● What this task involves
From the MySQL question, write out the passage starting with "I've also tried" and going on through "import from spreadsheet.", word for word.

1

I'm trying to unique row based on multiple columns combine and without using the index/key to do insert update duplicate row. What I need is like INSERT ... ON DUPLICATE KEY, but I can't add index due to the index size limit.

Here is my table design

Table : keyword_content

+--------------------+---------------------+------+-----+---------+----------------+
| Field              | Type                | Null | Key | Default | Extra          |
+--------------------+---------------------+------+-----+---------+----------------+
| id                 | int(10) unsigned    | NO   | PRI | NULL    | auto_increment |
| group_id           | int(10) unsigned    | NO   |     | NULL    |                |
| encoding           | tinyint(3) unsigned | NO   |     | 0       |                |
| content            | text                | NO   |     | NULL    |                |
| active_period      | datetime            | YES  |     | NULL    |                |
| status             | tinyint(3) unsigned | NO   |     | 1       |                |
| flag               | tinyint(1)          | YES  |     | 1       |                |
| description        | text                | YES  |     | NULL    |                |
| updated_by         | varchar(255)        | YES  |     | NULL    |                |
| updated_at         | datetime            | YES  |     | NULL    |                |
+--------------------+---------------------+------+-----+---------+----------------+

Columns use for unique row are:

  • group_id
  • content
  • status

I've also tried to handle the process in PHP by separate out what to insert/update, but it cause performance issue due to quantities of data import from spreadsheet.

[Records]
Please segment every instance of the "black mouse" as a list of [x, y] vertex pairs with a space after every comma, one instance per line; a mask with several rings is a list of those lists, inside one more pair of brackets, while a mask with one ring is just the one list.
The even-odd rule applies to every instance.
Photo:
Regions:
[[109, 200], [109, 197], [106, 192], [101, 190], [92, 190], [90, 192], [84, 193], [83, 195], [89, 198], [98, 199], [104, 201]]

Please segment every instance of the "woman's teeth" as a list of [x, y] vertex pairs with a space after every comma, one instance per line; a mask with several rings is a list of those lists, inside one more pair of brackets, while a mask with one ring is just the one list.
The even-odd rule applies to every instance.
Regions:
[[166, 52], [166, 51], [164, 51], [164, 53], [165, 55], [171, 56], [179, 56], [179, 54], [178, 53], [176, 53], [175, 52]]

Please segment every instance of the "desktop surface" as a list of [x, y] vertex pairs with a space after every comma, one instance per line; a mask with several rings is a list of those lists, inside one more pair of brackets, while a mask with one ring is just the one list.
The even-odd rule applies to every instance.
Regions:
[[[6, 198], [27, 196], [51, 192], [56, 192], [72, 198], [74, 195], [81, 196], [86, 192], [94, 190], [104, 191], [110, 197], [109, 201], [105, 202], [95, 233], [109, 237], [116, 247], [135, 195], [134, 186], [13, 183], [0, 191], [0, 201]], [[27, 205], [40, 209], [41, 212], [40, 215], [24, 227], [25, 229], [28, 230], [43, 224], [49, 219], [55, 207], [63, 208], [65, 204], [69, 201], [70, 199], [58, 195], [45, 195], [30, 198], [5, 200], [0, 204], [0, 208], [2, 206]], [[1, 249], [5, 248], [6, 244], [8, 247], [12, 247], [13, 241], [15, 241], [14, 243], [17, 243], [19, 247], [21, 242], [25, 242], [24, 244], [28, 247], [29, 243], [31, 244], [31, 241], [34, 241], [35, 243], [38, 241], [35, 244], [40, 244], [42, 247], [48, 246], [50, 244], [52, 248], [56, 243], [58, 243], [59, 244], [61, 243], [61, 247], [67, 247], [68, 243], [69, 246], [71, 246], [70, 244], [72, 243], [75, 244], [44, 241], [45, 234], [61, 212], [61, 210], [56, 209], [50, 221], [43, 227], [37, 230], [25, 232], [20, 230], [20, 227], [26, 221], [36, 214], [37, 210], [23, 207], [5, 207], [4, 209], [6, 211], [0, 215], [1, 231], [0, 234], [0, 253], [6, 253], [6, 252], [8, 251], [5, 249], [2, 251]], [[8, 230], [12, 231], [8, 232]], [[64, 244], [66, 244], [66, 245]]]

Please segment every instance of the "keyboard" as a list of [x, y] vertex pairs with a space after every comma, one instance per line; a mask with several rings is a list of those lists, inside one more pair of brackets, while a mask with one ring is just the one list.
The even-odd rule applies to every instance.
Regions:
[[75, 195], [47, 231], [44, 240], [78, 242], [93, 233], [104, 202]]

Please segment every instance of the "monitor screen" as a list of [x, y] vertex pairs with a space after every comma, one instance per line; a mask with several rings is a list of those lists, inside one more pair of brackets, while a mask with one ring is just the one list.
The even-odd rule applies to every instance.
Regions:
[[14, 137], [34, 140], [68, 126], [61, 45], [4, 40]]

...

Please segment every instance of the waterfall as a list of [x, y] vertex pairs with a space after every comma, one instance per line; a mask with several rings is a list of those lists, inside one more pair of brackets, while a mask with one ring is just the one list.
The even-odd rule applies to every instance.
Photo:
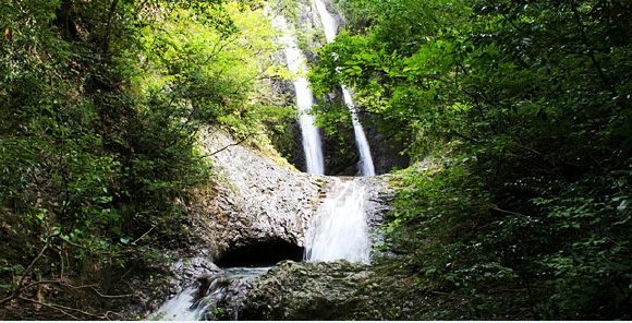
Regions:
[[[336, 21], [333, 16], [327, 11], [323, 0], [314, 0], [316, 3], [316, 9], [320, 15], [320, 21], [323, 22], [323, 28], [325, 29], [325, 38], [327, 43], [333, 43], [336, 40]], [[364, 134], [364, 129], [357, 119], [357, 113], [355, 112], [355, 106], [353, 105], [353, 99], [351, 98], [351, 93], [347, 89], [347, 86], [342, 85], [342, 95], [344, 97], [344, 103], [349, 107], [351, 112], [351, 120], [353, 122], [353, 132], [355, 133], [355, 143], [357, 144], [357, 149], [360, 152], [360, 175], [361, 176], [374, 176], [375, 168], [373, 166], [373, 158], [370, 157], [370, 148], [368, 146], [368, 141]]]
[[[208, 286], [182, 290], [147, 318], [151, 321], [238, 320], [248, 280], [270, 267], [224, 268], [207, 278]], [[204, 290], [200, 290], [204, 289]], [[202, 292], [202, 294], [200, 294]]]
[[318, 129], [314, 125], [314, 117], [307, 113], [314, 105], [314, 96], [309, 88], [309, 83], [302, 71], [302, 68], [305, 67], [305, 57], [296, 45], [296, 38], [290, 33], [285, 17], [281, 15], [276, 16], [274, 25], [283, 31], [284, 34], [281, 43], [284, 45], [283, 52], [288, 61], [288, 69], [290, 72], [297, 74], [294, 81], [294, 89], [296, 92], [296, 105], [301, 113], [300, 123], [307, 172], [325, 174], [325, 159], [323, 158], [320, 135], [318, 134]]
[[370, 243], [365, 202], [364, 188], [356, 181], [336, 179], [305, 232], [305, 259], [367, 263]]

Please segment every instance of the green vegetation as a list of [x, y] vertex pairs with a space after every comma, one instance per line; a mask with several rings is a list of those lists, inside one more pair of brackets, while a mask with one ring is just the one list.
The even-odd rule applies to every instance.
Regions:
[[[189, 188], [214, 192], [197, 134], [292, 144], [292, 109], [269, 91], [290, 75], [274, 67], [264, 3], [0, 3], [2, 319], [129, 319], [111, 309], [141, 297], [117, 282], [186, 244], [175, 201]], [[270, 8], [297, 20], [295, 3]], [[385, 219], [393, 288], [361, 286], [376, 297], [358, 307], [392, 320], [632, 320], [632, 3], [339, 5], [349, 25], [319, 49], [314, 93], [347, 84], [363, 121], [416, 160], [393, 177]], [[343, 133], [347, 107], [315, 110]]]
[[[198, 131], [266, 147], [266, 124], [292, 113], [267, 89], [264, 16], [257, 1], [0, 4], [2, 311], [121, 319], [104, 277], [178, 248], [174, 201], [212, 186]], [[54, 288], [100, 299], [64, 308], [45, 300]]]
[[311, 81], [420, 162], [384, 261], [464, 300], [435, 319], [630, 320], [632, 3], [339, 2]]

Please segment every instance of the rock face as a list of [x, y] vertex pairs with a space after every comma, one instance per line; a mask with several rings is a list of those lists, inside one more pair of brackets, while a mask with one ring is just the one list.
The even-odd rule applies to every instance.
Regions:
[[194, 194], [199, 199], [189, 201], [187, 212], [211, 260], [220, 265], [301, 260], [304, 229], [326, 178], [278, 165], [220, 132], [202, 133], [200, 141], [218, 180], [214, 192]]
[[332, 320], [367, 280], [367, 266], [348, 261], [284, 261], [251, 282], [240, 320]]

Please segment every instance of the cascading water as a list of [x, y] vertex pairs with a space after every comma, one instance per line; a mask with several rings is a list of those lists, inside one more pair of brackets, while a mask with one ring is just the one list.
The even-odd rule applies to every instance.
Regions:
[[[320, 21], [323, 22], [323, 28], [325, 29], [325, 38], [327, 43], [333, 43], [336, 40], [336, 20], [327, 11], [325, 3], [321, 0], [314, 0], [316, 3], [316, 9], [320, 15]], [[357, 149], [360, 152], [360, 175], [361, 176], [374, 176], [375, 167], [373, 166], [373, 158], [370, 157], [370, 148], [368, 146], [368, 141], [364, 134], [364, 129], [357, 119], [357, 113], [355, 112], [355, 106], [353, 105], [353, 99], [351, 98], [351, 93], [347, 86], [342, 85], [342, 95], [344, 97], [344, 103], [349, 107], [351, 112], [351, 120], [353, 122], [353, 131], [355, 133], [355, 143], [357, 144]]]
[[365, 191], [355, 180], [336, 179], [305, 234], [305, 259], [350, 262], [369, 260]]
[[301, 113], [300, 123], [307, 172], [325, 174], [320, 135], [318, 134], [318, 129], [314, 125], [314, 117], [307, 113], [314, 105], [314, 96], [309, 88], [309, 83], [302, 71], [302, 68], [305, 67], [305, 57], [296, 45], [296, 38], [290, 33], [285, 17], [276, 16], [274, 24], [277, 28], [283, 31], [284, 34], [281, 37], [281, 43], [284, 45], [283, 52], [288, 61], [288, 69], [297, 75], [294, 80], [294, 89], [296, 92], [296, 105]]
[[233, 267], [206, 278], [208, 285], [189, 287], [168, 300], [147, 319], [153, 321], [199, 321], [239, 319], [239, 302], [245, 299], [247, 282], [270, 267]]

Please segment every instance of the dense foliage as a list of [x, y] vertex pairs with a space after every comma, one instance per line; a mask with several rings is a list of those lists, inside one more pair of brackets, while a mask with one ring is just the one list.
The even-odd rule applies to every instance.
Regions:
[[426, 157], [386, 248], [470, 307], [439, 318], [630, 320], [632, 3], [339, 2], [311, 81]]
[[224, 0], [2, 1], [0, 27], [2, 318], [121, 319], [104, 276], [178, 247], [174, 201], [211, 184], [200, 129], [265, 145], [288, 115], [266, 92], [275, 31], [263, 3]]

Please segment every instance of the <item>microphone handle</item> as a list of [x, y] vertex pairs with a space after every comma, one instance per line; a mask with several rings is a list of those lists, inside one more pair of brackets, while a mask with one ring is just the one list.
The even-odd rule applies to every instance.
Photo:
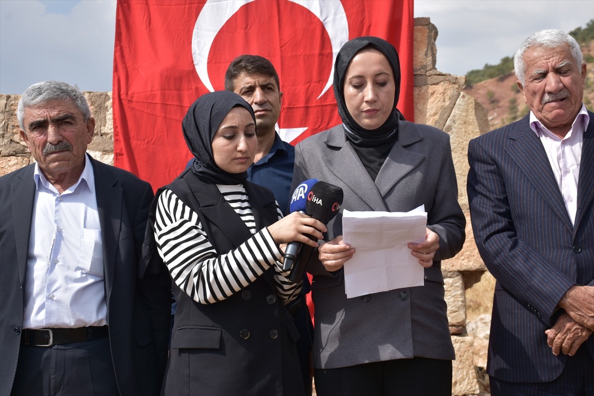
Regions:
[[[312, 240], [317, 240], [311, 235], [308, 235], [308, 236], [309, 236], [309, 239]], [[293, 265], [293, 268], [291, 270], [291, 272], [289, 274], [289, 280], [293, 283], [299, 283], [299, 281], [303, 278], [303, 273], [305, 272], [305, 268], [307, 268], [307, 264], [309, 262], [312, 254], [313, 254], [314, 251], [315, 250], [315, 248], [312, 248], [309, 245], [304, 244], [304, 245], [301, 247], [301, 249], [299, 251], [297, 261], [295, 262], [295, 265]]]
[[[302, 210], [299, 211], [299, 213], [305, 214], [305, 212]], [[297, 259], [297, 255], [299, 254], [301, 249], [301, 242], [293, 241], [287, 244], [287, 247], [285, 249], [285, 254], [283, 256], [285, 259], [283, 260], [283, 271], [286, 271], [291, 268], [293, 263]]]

● Complete response
I've also tried to handle the process in PHP by separate out what to insert/update, but it cause performance issue due to quantities of data import from spreadsheet.